+++ Extract +++

They're worse than that. :blush2: 

Universal should poach all the commentary guys from CTV - McCrossans, Brian & Maggie. They're the *only* good thing about CTV.


----------



## Dwayne Barry (Feb 16, 2003)

Mike T. said:


> They're worse than that. :blush2:
> 
> Universal should poach all the commentary guys from CTV - McCrossans, Brian & Maggie. They're the *only* good thing about CTV.


Agree 100%, I feel sorry for those guys.


----------



## giovanni sartori (Feb 5, 2004)

Dwayne Barry said:


> Agree 100%, I feel sorry for those guys.


You know what? I can't comment on the above because I never received a quality stream where I could judge them as announcers.


----------



## Mike T. (Feb 3, 2004)

Dwayne Barry said:


> Agree 100%, I feel sorry for those guys.


If Universal don't know how to contact Martin McCrossan they can contact him  *HERE!*


----------



## doctor855 (Dec 27, 2008)

i have to remind the OP of the girl that did the interviews on Versus during the ToC.


----------



## identifiler (Dec 24, 2005)

''I like the announcer, very clear, dynamic, and not clueless.''

Ha ha, today, after the uphill sprint he was saying: -let's see, Armstrong could be in the maglia rosa. hahahaha ya right... after everyone had passed.

I mean he has good culture, he has great accent, his french is impecable, same for his Italian but he really lacks in race action and tactics. He also has little knowledge of the racers, must rely on racer numbers a lot. 
You can kind see Soler by a mile and it took him 15 seconds of paper scrambling to get the name... A real race commentator would just see Barlo, climb, long legged dark guy = Soler. That being said, a mix of McCrossan and the Universal guy would make great team during the race. This might be the main issue is that the guy is alone, single commentator is always a problem.

Now please, one thing that would have me drop the Giro in a second is to have Andreux and the other ToC buffon, now that was a joke, including the god awful camera work, amateurs !


----------



## muscleendurance (Jan 11, 2009)

*Wtf?*



Gnarly 928 said:


> Yeah, mute the sound or just 'tune out like we did with Phil and Paul .


I really hope that was a joke, Phil and Paul (more Phil) are LEGENDS of commentary of cycling over the last 15-20 years - you ignorant...(if it wasnt a joke that is!)


----------



## Wborgers (Oct 6, 2008)

Cycling TV was so lame I couldn't even get signed up- tried lke 4 times and finally thought- woah if they can't take $$$$ the feed probably doesn't work- sorry to hear I was right!


----------



## rensho (Aug 5, 2003)

Can you get this on DTV, or is it only OTA? Asking for a friend. I have OTA, and just found it today and am luvin it!


----------



## JaeP (Mar 12, 2002)

*Arrrrrgh!*

My Universal OTA signal was down all day! The analog signal is fine but the digital signal is nada. I hope they fix it soon.

+++ Information given +++

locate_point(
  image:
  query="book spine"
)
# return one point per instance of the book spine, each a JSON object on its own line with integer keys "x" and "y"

+++
+++ Information given +++

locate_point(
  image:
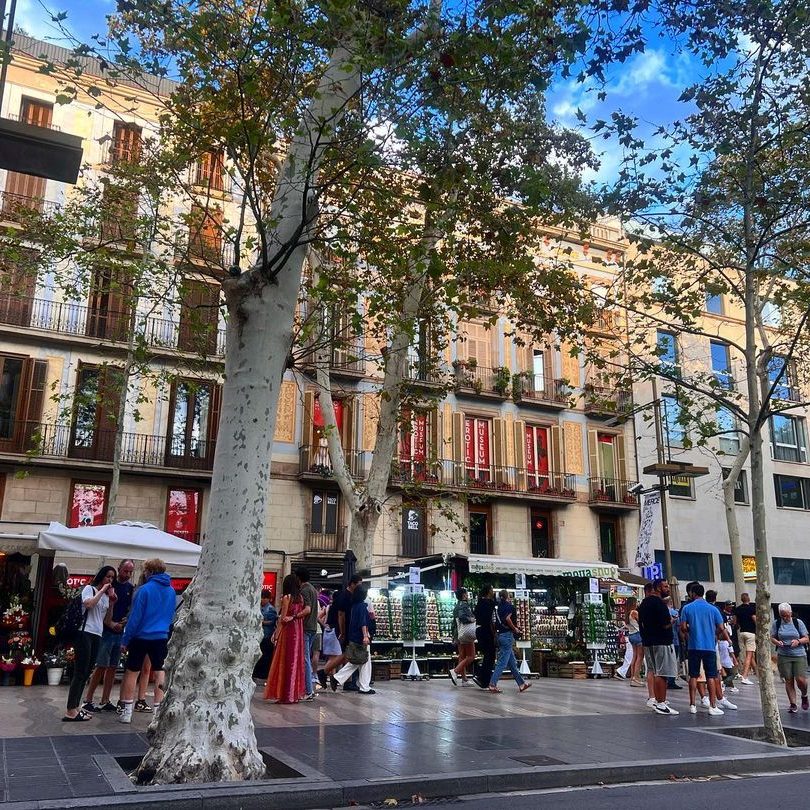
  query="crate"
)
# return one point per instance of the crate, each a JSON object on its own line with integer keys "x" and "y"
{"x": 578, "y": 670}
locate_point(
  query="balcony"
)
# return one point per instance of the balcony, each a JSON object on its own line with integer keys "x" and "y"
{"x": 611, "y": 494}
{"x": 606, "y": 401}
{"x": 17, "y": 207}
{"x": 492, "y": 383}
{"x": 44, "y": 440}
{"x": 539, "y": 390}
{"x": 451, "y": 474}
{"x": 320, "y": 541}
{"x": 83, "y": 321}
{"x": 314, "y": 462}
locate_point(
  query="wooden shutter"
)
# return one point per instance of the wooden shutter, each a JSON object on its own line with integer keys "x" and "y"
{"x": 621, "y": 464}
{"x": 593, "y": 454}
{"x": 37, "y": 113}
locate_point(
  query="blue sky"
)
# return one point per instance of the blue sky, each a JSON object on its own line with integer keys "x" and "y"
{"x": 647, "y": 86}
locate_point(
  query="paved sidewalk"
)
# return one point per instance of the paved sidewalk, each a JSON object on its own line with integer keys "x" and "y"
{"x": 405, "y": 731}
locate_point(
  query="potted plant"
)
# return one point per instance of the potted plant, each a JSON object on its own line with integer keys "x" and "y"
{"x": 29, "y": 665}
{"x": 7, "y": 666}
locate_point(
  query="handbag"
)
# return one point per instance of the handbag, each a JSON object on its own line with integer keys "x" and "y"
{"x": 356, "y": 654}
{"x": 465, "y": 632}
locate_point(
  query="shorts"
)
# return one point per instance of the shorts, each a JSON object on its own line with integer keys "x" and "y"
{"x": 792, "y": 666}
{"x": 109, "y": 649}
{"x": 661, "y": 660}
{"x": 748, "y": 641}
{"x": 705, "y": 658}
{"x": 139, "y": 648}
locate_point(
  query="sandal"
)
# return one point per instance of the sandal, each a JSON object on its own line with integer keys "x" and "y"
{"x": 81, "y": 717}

+++
+++ Information given +++

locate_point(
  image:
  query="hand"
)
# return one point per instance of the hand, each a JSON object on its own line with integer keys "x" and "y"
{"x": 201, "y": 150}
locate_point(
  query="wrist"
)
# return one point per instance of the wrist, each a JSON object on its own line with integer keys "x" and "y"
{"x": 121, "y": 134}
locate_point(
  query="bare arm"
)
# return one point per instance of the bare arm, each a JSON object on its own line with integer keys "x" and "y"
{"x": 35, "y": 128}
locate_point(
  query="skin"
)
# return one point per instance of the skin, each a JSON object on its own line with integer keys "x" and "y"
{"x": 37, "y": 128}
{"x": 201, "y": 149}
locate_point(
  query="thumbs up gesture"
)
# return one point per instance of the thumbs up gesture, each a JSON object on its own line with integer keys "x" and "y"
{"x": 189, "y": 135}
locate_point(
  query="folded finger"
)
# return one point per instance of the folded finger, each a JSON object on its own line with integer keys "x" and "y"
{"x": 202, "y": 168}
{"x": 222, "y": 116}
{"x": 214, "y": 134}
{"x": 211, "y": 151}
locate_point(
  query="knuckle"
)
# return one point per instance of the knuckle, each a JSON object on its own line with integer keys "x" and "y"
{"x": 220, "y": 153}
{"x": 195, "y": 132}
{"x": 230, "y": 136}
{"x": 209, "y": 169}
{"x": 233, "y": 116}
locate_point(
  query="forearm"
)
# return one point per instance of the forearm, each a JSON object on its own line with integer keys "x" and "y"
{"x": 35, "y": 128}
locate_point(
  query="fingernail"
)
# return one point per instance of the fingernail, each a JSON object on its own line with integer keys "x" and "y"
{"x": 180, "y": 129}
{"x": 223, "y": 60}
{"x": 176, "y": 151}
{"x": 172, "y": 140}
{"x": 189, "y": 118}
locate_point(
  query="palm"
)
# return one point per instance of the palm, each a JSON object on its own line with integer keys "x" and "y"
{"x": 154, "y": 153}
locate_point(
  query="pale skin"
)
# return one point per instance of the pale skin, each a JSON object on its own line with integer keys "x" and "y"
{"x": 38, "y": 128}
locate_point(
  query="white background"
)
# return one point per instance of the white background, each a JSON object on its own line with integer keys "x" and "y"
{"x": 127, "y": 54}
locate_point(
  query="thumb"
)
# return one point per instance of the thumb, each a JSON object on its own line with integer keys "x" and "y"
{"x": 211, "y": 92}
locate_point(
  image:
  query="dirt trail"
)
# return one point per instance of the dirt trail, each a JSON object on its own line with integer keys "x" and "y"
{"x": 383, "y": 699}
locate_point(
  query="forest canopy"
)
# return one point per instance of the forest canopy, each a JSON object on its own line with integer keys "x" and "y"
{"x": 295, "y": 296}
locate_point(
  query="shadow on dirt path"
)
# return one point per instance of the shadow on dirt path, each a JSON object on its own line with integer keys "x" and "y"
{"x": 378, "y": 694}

+++

§ Requirement 1: From the cycling commentary thread, reproduce the passage from "You can kind" to "always a problem.".
§ Requirement 2: Based on the cycling commentary thread, decide whether each statement agrees with it, answering yes or no and quoting the words that settle it: (a) Dwayne Barry fully agrees with Mike T.'s post; (b) identifiler finds the Universal announcer's French weak; (c) JaeP reports that the Universal analog signal was out.
§ Requirement 3: Pick up the cycling commentary thread after its final sentence and continue it.

§ Final result 1:
You can kind see Soler by a mile and it took him 15 seconds of paper scrambling to get the name... A real race commentator would just see Barlo, climb, long legged dark guy = Soler. That being said, a mix of McCrossan and the Universal guy would make great team during the race. This might be the main issue is that the guy is alone, single commentator is always a problem.

§ Final result 2:
(a) Yes: "Agree 100%, I feel sorry for those guys."
(b) No: "his french is impecable"
(c) No: "The analog signal is fine but the digital signal is nada."

§ Final result 3:
----------



## weltyed (Feb 6, 2004)

these two guys make me feel like a racing tactician.

that being said, i wont look this gift horse in teh mouth anymore. they had some pretty good telephone interviews during the coverage today. that is a great way of getting through the longer portions of a race. they had vandvelde and hampsten. those are two pretty big scores.

i did miss the post race interviews today.


----------



## hawker12 (Oct 19, 2003)

First, I way impressed with the video quality on my computer that Universal is providing. I think I'll send them an e-mail thanking them. 

Second, where are Phil and Paul? Versus isn't covering the Giro so are they working somewhere else?


----------



## spade2you (May 12, 2009)

Something about a road race without Phil feels odd. I dunno, not bad but not great. I really wish they were broadcasting in 16:9 high def, but I can live with it.


----------



## waldo425 (Sep 22, 2008)

doctor855 said:


> i have to remind the OP of the girl that did the interviews on Versus during the ToC.


What? That espresso comment was pure, raw TALENT. 




Ehhhhh


----------



## waldo425 (Sep 22, 2008)

I'm very glad to have any coverage at all (I didn't even know about US until right before my group ride lastnight) but the thing that really gets me is that all he did was talk a little bit about the race leaders and then go "And heres Lance Armstrong --- looks like he may be getting tired --- getting out of the saddle there. He may still get the Jersey today." I can get past that though. Just glad to be able to see it and not have to read about it.


----------



## TWD (Feb 9, 2004)

waldo425 said:


> I'm very glad to have any coverage at all (I didn't even know about US until right before my group ride lastnight) but the thing that really gets me is that all he did was talk a little bit about the race leaders and then go "And heres Lance Armstrong --- looks like he may be getting tired --- getting out of the saddle there. He may still get the Jersey today." I can get past that though. Just glad to be able to see it and not have to read about it.


I don't fault him for that. When an attack goes off the front of the lead group a couple K out on the finishing climb, and the video feed immediatelycuts away to zoom in on LA riding tempo 3 minutes OTB, what is he supposed to say?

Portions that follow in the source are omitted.